### Goal
Reproduce the lines of the listing below verbatim, from the line containing "target | field in background" through the final line of the listing.

(Records)

####################

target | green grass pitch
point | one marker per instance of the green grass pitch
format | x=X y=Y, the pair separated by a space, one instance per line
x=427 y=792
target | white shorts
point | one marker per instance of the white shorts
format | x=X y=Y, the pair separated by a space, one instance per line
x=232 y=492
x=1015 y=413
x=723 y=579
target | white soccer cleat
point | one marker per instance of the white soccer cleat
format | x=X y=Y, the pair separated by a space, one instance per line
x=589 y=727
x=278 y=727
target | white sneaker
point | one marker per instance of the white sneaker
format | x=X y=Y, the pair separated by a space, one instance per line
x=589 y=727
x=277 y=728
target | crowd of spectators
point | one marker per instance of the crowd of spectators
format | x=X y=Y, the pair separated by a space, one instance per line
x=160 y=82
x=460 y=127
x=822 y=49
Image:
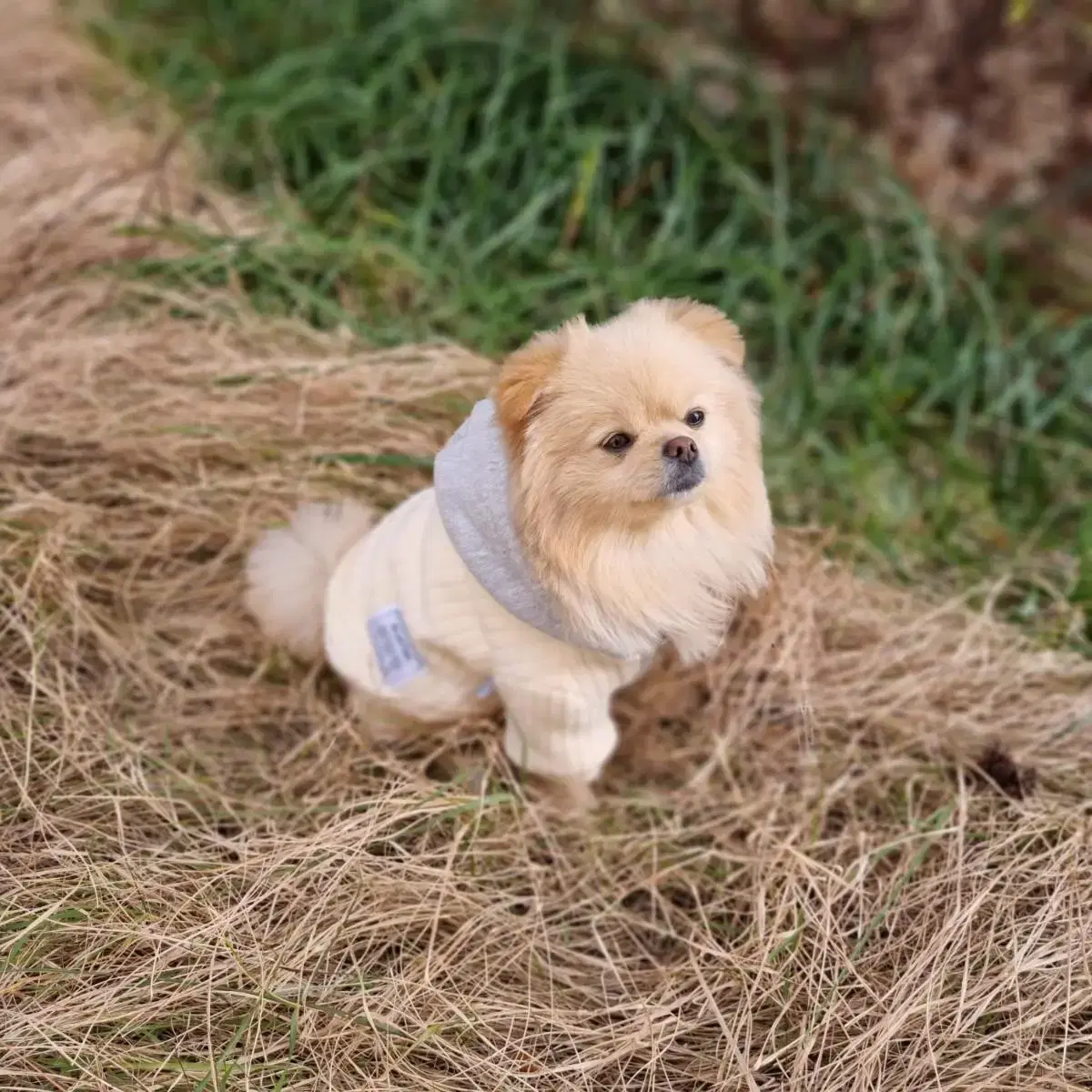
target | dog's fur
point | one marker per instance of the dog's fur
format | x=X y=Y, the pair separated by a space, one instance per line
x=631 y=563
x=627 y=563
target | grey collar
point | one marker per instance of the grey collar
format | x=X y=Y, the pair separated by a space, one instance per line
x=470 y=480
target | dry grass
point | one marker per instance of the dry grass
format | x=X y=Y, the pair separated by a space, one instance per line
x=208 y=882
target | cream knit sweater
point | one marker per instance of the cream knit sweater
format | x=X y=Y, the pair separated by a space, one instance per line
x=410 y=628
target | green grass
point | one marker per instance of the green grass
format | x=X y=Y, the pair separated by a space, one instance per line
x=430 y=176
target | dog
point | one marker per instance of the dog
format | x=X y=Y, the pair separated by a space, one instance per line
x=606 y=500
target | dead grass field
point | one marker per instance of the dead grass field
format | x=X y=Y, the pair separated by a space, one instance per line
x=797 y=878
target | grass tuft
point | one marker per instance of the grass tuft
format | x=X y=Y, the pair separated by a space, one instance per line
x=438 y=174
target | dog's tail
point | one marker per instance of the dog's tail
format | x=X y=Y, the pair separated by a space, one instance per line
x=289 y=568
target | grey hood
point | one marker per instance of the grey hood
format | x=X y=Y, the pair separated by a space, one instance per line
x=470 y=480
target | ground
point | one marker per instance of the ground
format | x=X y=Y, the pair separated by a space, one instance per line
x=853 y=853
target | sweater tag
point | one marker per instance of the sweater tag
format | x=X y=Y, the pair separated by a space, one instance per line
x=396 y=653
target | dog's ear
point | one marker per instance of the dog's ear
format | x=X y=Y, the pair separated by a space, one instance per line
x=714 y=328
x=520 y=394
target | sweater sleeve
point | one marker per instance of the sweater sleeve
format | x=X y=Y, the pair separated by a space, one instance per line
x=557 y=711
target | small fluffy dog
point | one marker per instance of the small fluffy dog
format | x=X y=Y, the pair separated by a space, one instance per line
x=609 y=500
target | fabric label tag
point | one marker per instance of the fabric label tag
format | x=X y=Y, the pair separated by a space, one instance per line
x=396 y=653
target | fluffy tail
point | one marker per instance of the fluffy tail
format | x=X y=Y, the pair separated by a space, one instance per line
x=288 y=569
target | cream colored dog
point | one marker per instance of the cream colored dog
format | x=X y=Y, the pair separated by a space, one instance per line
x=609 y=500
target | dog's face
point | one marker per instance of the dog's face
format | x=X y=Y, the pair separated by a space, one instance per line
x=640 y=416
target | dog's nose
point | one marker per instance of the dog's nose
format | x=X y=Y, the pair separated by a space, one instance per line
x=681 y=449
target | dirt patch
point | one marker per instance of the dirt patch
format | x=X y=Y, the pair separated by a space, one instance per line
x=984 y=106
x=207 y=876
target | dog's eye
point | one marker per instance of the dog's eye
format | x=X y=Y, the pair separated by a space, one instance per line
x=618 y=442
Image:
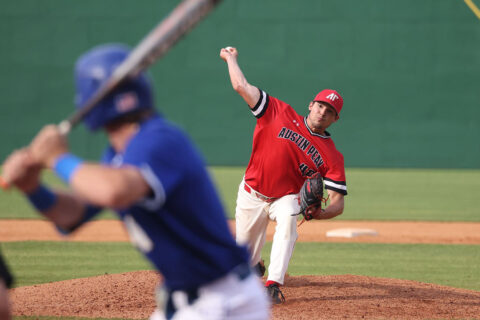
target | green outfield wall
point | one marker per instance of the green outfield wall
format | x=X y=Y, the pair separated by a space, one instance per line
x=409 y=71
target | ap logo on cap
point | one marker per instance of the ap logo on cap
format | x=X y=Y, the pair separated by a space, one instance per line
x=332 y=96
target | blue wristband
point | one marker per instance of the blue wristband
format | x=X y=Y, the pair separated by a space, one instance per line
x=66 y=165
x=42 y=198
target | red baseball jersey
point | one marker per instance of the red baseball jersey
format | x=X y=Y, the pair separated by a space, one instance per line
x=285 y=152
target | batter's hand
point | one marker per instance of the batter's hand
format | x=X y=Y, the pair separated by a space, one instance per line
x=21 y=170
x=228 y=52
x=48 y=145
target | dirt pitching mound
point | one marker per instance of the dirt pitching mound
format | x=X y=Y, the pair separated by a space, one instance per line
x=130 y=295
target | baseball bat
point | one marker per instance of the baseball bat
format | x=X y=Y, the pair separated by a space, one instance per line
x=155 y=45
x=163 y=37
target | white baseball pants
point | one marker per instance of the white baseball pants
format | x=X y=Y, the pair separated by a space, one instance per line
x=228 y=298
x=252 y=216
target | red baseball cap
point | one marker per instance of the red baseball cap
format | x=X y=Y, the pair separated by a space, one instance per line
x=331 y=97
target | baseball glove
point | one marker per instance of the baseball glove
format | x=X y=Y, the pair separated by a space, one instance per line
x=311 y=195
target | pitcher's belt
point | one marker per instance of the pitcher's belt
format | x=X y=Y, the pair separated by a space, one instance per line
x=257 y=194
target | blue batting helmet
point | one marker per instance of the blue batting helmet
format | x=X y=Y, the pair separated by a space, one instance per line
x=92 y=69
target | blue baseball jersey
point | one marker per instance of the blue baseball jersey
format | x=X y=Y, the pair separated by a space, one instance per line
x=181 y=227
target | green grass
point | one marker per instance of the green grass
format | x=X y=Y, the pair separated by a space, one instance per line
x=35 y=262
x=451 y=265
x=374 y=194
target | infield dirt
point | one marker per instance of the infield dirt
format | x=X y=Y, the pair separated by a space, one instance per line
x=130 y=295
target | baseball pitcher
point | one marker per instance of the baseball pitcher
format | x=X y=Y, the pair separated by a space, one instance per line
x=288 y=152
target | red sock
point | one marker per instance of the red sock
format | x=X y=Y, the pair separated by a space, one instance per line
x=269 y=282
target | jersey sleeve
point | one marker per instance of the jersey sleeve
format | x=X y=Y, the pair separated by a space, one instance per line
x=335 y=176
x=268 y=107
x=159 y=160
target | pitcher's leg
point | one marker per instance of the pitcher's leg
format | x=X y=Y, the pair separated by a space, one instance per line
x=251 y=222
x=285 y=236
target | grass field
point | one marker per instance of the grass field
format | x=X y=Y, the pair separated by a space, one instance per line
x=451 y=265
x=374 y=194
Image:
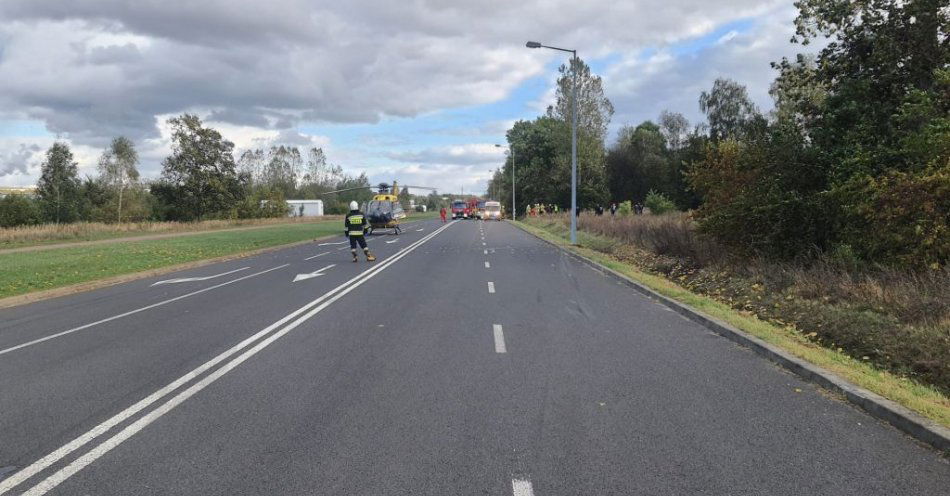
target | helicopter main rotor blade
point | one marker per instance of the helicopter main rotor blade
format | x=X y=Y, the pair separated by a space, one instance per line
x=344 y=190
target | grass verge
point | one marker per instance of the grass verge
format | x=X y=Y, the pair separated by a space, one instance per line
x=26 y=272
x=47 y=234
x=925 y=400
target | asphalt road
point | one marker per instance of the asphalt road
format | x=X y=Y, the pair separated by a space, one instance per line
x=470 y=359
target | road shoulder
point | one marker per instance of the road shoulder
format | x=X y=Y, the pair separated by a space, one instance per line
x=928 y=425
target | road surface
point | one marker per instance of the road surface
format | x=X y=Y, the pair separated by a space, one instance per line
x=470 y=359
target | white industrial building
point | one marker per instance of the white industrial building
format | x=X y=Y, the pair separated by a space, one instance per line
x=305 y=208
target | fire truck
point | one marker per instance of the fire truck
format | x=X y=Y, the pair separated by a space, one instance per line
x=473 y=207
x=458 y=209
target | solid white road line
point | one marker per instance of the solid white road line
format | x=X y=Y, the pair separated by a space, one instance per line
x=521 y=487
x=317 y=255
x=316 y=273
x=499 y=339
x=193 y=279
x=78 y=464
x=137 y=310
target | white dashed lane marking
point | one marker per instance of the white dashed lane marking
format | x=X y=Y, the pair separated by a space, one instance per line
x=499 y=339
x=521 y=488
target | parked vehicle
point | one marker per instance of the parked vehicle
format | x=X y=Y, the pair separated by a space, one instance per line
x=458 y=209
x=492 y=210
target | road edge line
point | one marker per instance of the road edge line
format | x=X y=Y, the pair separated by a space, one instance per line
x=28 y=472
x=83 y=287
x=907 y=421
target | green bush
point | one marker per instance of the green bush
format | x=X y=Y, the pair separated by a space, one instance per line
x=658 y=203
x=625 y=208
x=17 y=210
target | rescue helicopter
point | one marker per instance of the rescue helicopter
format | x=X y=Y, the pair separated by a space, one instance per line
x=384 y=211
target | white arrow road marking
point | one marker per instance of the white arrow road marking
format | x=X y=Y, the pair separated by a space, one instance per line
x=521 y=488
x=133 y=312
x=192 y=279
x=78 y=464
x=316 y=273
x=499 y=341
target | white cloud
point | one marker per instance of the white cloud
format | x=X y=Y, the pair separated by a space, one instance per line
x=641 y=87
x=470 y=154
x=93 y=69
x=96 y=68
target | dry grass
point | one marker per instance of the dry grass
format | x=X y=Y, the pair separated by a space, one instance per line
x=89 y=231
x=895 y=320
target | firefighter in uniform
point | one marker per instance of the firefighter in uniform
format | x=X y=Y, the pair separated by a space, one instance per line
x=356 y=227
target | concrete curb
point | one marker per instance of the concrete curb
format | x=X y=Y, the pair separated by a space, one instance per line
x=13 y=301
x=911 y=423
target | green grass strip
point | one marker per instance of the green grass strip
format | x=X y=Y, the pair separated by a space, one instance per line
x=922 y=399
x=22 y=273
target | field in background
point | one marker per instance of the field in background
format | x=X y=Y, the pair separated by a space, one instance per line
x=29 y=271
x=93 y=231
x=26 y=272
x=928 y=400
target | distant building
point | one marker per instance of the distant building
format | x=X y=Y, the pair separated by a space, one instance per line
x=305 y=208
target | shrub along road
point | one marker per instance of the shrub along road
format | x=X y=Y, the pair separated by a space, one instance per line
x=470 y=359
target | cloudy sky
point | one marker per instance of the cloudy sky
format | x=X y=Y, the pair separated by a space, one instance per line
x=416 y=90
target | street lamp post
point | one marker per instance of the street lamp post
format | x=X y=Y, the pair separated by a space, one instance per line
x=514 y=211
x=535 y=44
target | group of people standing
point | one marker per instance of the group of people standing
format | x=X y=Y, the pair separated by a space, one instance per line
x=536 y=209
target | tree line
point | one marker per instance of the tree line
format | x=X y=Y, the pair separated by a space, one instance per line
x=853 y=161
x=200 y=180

####################

### Exercise answer
target | field in background
point | one marker per instance of the field in background
format | x=X y=Y, the pair separated by a space, one instance per line
x=29 y=271
x=93 y=231
x=26 y=272
x=928 y=400
target | distant building
point | one marker per instance of the distant building
format | x=X y=Y, the pair separated by a space, one instance per line
x=305 y=208
target | shrub along road
point | one marker per instance of the shrub along road
format | x=X y=Y, the pair separated by a space, one instance per line
x=470 y=359
target | cloudy sky
point | one marker per instance of the cloudy sky
format | x=X y=Y, the pair separated by a space, one instance per line
x=416 y=90
target | street lamp post
point | one marker per instance of the street lamp post
format | x=X y=Y, the pair separated by a space, one instance per line
x=514 y=211
x=535 y=44
target | group of people standing
point | one marker per instance of the group of people standing
format | x=X y=Y, the pair separated by a space, one instance per line
x=536 y=209
target | tree line
point | one marker per instance of the tree line
format | x=X y=Y, the pair separated by a space, one instance per line
x=853 y=161
x=200 y=180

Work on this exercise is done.